## Saved entries
━━━━━━━━━━━━━━━━━━━━━━━━━━━━━━
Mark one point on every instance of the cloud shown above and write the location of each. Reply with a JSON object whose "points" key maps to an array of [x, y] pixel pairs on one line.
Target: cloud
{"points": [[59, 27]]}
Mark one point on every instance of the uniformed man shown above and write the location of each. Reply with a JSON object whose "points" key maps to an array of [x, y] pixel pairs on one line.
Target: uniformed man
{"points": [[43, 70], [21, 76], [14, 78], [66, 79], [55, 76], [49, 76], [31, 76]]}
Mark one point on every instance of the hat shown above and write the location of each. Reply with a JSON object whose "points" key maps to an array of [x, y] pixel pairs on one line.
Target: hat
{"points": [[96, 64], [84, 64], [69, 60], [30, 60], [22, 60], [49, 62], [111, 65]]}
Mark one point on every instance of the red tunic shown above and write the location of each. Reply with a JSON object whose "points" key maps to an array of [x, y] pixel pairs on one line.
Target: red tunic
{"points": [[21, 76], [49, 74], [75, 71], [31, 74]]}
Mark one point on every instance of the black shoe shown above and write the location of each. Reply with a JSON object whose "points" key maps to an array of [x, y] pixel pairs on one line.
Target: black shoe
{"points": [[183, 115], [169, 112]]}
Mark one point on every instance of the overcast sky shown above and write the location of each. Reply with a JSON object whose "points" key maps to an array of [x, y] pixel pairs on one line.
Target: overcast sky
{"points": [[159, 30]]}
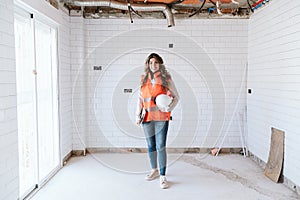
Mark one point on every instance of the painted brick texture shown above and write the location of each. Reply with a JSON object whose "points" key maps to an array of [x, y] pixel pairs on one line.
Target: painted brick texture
{"points": [[207, 61]]}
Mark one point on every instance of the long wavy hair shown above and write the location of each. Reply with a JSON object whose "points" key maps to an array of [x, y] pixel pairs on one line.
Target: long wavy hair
{"points": [[165, 75]]}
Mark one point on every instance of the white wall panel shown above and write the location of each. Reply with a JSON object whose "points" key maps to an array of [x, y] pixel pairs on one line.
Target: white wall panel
{"points": [[274, 77], [9, 164]]}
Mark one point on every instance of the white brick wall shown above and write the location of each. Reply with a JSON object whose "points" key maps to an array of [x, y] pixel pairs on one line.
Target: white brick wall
{"points": [[9, 168], [65, 86], [207, 63], [274, 74]]}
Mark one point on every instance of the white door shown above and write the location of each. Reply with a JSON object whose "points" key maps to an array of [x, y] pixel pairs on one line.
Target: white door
{"points": [[36, 69]]}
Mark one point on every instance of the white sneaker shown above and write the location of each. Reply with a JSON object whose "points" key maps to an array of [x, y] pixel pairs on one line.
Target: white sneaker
{"points": [[154, 174], [163, 182]]}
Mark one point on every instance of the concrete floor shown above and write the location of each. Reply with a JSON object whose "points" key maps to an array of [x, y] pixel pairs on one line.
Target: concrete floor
{"points": [[114, 176]]}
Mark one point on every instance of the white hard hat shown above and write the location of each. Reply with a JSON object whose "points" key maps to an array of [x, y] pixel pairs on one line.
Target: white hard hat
{"points": [[163, 100]]}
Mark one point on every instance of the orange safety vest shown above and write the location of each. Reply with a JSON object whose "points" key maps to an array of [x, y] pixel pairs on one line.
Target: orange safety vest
{"points": [[148, 93]]}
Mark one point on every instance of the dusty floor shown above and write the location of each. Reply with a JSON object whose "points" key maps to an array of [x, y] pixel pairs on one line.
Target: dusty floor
{"points": [[114, 176]]}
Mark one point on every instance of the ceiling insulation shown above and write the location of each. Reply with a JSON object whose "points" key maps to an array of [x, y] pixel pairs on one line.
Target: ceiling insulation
{"points": [[168, 9]]}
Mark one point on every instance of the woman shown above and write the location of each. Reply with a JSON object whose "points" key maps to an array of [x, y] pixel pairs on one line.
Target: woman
{"points": [[155, 81]]}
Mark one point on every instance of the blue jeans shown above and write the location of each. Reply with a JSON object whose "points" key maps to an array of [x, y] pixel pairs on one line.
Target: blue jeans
{"points": [[156, 137]]}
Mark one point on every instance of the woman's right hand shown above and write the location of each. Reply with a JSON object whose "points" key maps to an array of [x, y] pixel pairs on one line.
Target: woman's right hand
{"points": [[138, 123]]}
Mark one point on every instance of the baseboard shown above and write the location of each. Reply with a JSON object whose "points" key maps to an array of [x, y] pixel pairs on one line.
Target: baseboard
{"points": [[169, 150], [285, 181]]}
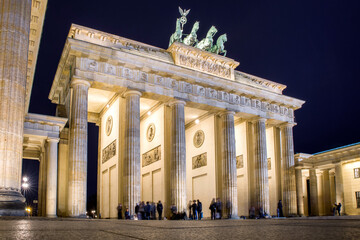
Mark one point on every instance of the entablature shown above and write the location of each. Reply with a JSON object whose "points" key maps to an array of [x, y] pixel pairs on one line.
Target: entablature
{"points": [[325, 159], [114, 69]]}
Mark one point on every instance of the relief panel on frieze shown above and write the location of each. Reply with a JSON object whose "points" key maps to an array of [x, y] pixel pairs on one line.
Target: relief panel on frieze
{"points": [[109, 151], [269, 163], [199, 161], [240, 161], [151, 156]]}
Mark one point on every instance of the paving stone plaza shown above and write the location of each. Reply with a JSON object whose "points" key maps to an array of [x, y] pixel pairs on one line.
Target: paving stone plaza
{"points": [[295, 228]]}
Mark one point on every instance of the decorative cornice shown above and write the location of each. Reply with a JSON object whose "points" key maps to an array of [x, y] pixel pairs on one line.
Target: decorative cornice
{"points": [[199, 60]]}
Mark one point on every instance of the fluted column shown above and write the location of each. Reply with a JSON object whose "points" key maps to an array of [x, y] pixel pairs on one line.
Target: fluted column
{"points": [[51, 185], [261, 168], [326, 191], [178, 156], [289, 188], [132, 151], [339, 186], [299, 192], [78, 149], [229, 174], [313, 193], [14, 43]]}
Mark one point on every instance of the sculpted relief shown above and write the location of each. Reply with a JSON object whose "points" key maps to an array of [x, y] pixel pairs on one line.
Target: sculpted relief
{"points": [[150, 132], [151, 156], [240, 161], [199, 161], [108, 125], [109, 151], [199, 138]]}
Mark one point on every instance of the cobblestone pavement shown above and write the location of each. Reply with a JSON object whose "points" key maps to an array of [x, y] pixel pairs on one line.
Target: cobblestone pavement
{"points": [[65, 228]]}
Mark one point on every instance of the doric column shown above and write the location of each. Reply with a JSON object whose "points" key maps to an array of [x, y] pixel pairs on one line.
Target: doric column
{"points": [[339, 186], [40, 185], [78, 149], [314, 207], [132, 151], [229, 174], [326, 191], [289, 188], [178, 156], [261, 167], [51, 179], [299, 192], [14, 43]]}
━━━━━━━━━━━━━━━━━━━━━━━━━━━━━━
## TASK OBJECTIVE
Transcribe each entry precisely as given, leaving the pictures out.

## YOUR SOLUTION
Mark one point on every instance of the cloud shown above and write the location of each. Reply with a JSON object whose "points" key maps to an array of [x, y] pixel pairs on one line.
Target: cloud
{"points": [[59, 27]]}
Mark one point on every instance of the uniformed man shown above and write the location of each. Reply with a JSON object whose "points" key maps to an array of [x, y] pixel pairs on one line.
Target: uniformed man
{"points": [[43, 70], [21, 76], [14, 78], [66, 79], [55, 76], [49, 76], [31, 76]]}
Mark one point on every instance of the hat shown above and write the location of each. Reply with a JSON object whose "points" key maps to an array of [x, y] pixel pairs on one line.
Target: hat
{"points": [[96, 64], [84, 64], [69, 60], [30, 60], [22, 60], [49, 62], [111, 65]]}
Mark one point on every instance of the red tunic shown above and write the location of each. Reply with a JSON object whose "points" key maps to an array of [x, y] pixel pairs on one line.
Target: red tunic
{"points": [[21, 76], [49, 74], [75, 71], [31, 74]]}
Mark one point on every instance of the black shoe shown above and write the location of each. Reply with a JSON object whose "points" key maps to an array of [x, y] pixel pairs on one line.
Target: black shoe
{"points": [[183, 115], [169, 112]]}
Mark one point on every instance of the overcast sky shown above and write the location of each. Reply with a JSON object whose "points" key maps to an array of [x, y] pixel pairs on one line.
Target: overcast sky
{"points": [[159, 30]]}
Mark one point on every instance of the painted brick texture shown above and write the location of each. Reply with a JSON object whose "points" key maps to an array of [x, y] pixel pairs on one line.
Target: painted brick texture
{"points": [[207, 61]]}
Mark one point on every instance of the long wavy hair shown above and write the location of each. Reply with a JSON object whose "points" key maps to an array of [x, y] pixel pairs on one line.
Target: long wavy hair
{"points": [[165, 75]]}
Mark one point on every instance of the white wall panel shown above and write the location of each. Reply with a JSON object whose "points" key maps to an array of [x, y] pixel pairs on one line.
Target: white wall panel
{"points": [[274, 77], [9, 164]]}
Mark one point on every instance of the white brick wall shown above and write the location of each. Reply with a JSON object whose "points" key maps to an array of [x, y] pixel pairs on one line.
Target: white brick wall
{"points": [[9, 168], [65, 86], [207, 63], [274, 74]]}
Mark one point on every instance of the white door shown above and write the location of each. Reply with a JSON object whose "points" key maps to an array of [x, y] pixel pairs on one line.
Target: white door
{"points": [[36, 69]]}
Mark one point on every instance of the white sneaker shown above and write the location of each. Reply with a JSON object whose "points" key maps to an array of [x, y] pixel pairs on one line.
Target: white sneaker
{"points": [[154, 174], [163, 182]]}
Mark one point on every instance of the concrete floor shown above and write the location of each. Reply with a JSON object whose "points" key maps to an array of [x, y] pixel pairs on one line.
Target: concrete floor
{"points": [[114, 176]]}
Mark one point on every instance of the white hard hat shown above and write the location of each. Reply with a JSON object whose "points" key maps to an array of [x, y] pixel pairs on one line.
Target: white hard hat
{"points": [[163, 100]]}
Mark one point on every instance of the orange safety vest shown above and write the location of each. Reply with a JSON object whose "points" key maps to an array of [x, y] pixel pairs on one line.
Target: orange safety vest
{"points": [[148, 93]]}
Mark one point on every instance of the dusty floor shown above and write the location of each. Reply with a JSON object whose "points" key maps to an array of [x, y] pixel pairs on one line.
Target: dusty floor
{"points": [[114, 176]]}
Mark one point on every instance of the ceiling insulation shown above and write the location of each. Reply with a JSON object whose "points" key maps to an array of [x, y] pixel pairs on one line.
Target: ceiling insulation
{"points": [[168, 9]]}
Mark one point on every instance of the woman shown above and write the location of each. Reply with a JSON object whose "points" key maps to an array of [x, y] pixel pairs on one line.
Target: woman
{"points": [[155, 81]]}
Mark one point on every instance of the blue jeans shown above and write the location of each. Reply with a JSON object whose "points" key maps to an array of [x, y] pixel pairs on one line.
Target: blue jeans
{"points": [[156, 137]]}
Mark one point on every instance of the woman's right hand shown above and write the location of each. Reply with a JSON object whose "points" key maps to an array of [x, y] pixel pairs on one line.
Target: woman's right hand
{"points": [[138, 123]]}
Mark one point on every instance of the baseboard shown above and write the location of each. Reply with a JSON object whose "points" key maps to an array of [x, y] pixel pairs on one line.
Target: baseboard
{"points": [[169, 150], [285, 181]]}
Mark one point on every instance of the entablature shown above and write the location of each. Reply with a JSON object whose "points" key maps to an array of [x, y] pixel pairs on one line.
Target: entablature
{"points": [[325, 159], [114, 69]]}
Mark one point on every instance of the relief panel on frieze shown above and write the location of each. Reply with a JSON object whose "points" key maps to an array of [x, y] pixel pairs on one line.
Target: relief panel on frieze
{"points": [[109, 151], [269, 163], [199, 161], [240, 161], [151, 156]]}
Mark one point on every instance of the paving stone plaza shown above and write the location of each. Reply with a JSON object whose "points" key maps to an array of [x, y] pixel pairs on one line.
Target: paving stone plaza
{"points": [[295, 228]]}
Mark one point on every instance of the decorative cornice shown above and write the location of each. Reply with a JSON object whose "points" key maps to an array of [x, y] pixel pairs on one line.
Target: decorative cornice
{"points": [[199, 60]]}
Mark one point on every instance of the fluted column shown above and write the location of each. Reply with a JSON object whose "points" key maps to an array of [x, y] pixel pairs on one line.
Target: fluted column
{"points": [[51, 185], [261, 168], [326, 191], [178, 156], [289, 188], [132, 151], [339, 186], [299, 192], [78, 149], [229, 174], [313, 193], [14, 43]]}
Mark one point on every instance of the sculpted relief shown above and write the location of each. Reply with a JSON object whose "points" key maps to an array of [x, y] pixel pairs on one line.
Target: sculpted relief
{"points": [[150, 132], [151, 156], [240, 161], [199, 161], [108, 125], [109, 151], [199, 138]]}
Mark one point on every instance of the cobblestone pavement shown above and write the location of each. Reply with a JSON object whose "points" key maps to an array of [x, y] pixel pairs on one line.
Target: cobblestone pavement
{"points": [[65, 228]]}
Mark one point on every instance of the doric column shown above and write the location of each. Reply with a JSON object whose "points" key maps to an array of [x, y] pixel pairs on one line.
Target: doric column
{"points": [[339, 186], [40, 185], [78, 149], [314, 207], [132, 151], [229, 174], [326, 191], [289, 188], [178, 156], [261, 167], [51, 179], [299, 192], [14, 43]]}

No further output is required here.